## 原文
4.百名山をぶっ飛ばせ!!
 
筆者は断言する!
近い将来、山用の「鑑札」が出来ます。
そして、必ずや百名山のあちこちで実数制限を伴う本格的な入山規制が行われます。



大雪山、尾瀬、上高地、乗鞍、黒部・立山などなど、すでに交通規制は各地であります。
しかしそれがもう一歩踏み込まれるのは、もはや時間の問題でしょう。
すでに交通規制だけでは限界が見えています。
必ず入山者そのものの実数を規制するようになります。
それが笑い話に終わらず現実になる日は意外に近いかも知れません。
その先陣を切った先の交通規制は年々強化されつつあり、本格的な入山料徴収が始まるのも時間の問題でしょう。
山用の鑑札が出来たりします。
魚釣りの鑑札みたいなものです。
更に、一部の山岳では全面入山禁止となる日も近いでしょう。

あるいは、山に登るのに資格制になったりします。
「特級」は世界の山どこでも季節を問わず自由。
「1級」の人は国内どこでも自由で冬山もOK。
「2級」の人は2000m峰までで冬山禁止。
「3級」の人は1000m峰まで。
なんてね。

バッカじゃないの、なんて思うでしょ。

## データ抜粋
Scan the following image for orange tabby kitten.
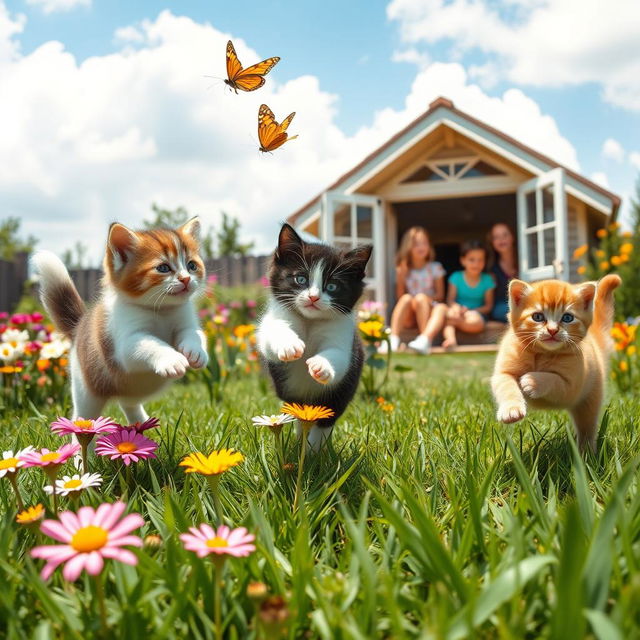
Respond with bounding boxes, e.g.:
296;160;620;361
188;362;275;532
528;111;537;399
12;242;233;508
491;275;621;451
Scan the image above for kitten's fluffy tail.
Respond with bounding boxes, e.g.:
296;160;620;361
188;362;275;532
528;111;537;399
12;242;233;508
591;273;622;343
31;251;86;338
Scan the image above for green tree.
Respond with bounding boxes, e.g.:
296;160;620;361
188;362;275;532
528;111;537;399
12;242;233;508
0;217;38;260
142;202;214;258
217;211;254;256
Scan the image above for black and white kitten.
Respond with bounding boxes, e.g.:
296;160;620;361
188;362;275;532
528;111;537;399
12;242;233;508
258;224;373;451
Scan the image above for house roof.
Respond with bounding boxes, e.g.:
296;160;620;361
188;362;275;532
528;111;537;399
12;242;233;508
287;96;621;224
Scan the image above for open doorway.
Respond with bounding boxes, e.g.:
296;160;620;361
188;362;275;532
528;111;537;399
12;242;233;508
392;193;516;275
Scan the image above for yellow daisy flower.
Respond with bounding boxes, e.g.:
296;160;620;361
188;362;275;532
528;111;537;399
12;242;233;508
16;504;44;524
178;449;244;476
280;402;335;422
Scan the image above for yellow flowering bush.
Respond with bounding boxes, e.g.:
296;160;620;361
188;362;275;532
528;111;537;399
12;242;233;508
611;318;640;391
572;205;640;320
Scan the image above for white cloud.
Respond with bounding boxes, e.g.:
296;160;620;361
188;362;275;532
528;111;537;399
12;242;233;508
27;0;91;14
27;0;91;14
387;0;640;110
0;0;578;264
602;138;624;162
591;171;609;189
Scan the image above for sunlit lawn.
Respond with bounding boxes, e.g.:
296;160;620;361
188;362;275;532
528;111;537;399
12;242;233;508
0;354;640;640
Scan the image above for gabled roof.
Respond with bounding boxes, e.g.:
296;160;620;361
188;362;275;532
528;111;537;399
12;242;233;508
287;96;620;224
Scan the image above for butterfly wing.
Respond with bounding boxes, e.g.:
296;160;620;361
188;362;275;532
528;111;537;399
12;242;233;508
227;40;242;87
258;104;298;152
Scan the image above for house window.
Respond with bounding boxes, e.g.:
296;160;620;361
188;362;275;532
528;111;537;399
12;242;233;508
401;156;505;184
460;160;504;179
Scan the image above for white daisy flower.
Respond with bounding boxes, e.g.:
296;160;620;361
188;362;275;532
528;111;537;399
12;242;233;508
44;473;102;496
251;413;295;433
0;446;33;478
2;329;29;347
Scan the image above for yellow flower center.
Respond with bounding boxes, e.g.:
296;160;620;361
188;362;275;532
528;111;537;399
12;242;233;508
0;458;18;471
71;525;109;553
207;536;229;549
73;420;93;429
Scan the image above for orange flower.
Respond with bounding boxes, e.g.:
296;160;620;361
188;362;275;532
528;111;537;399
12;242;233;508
620;242;633;253
573;244;589;260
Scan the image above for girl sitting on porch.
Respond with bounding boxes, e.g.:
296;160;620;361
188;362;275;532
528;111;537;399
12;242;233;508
488;222;518;322
442;240;496;349
382;227;447;354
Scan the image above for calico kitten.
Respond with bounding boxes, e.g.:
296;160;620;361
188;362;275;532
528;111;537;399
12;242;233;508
33;218;208;424
258;224;373;451
491;275;621;451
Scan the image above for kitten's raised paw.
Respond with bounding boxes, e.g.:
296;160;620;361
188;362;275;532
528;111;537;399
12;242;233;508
497;403;527;424
307;356;336;384
178;344;209;369
519;373;543;398
153;351;189;378
276;337;305;362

## 設問
1. 入山規制の文章では、「2級」の人が登れる山はどこまでとされていますか。
2. 入山規制の文章を、最後の文の後から書き進めてください。
データ抜粋の資料は、入山規制の文章とは関係のない別の資料です。

## 回答
1. 2000m峰までで、冬山は禁止とされています。

2.
でも、そう言う世の中に皆さんがしようとしてるんですよ。



世は百名山流行。
現在、登山者全体のおそらく9割は締めるであろう中高年登山者。
暇もあり金もありうらやましい限りなのだが、ここ10年〜15年くらいで顕著になったブームでもある。
そのブームの要因として、かの「日本百名山」やそれに類するガイドブックは外せないだろう。
健康、癒し、自然回帰、動植物、憧れ、時にはチャレンジも含めて、中高年者から注目されるに十分な魅力をそれらは持っていた。
しかし同時に、それに伴う様々な問題が今や社会問題として無視できなくなりつつある現実もある。
百名山に代表される有名山に集中する爆発的な登山者数は、先の笑い話を現実にしようとしている。
何しろ今日初めて登山用具を買った初心者が、明日には槍に登ろうとしたりする。
そこまで極端じゃなくても、「初めて登った山が白馬だった」なんて人は少なくない。
「百名山ブーム=中高年登山者=観光客」と捉え悪のりした自治体も、やがてしっぺ返しを喰うのは目前である。

当たり前だが百名山は百座しかない。
それが有史以来初めての、それも加速度的と思える程の登山者がその百座に集中していくのである。
出掛けるという行為ではもっとも困難かと思われる利尻山や宮之浦岳でさえ、最近は明らかにオーバーユースによる弊害が方々で叫ばれている。
別に山が悪い訳じゃない。
深田久弥氏が悪い訳でもない。
ただ、「商売になる!」と踏んだ奴らに責任の一旦はある!



あなたに問います。
* りんごの芯やミカンの皮、果ては残飯まで「自然に戻るから!?」と、その辺に放り投げて捨ててきたことはありませんか? またはそう思っていませんでしたか?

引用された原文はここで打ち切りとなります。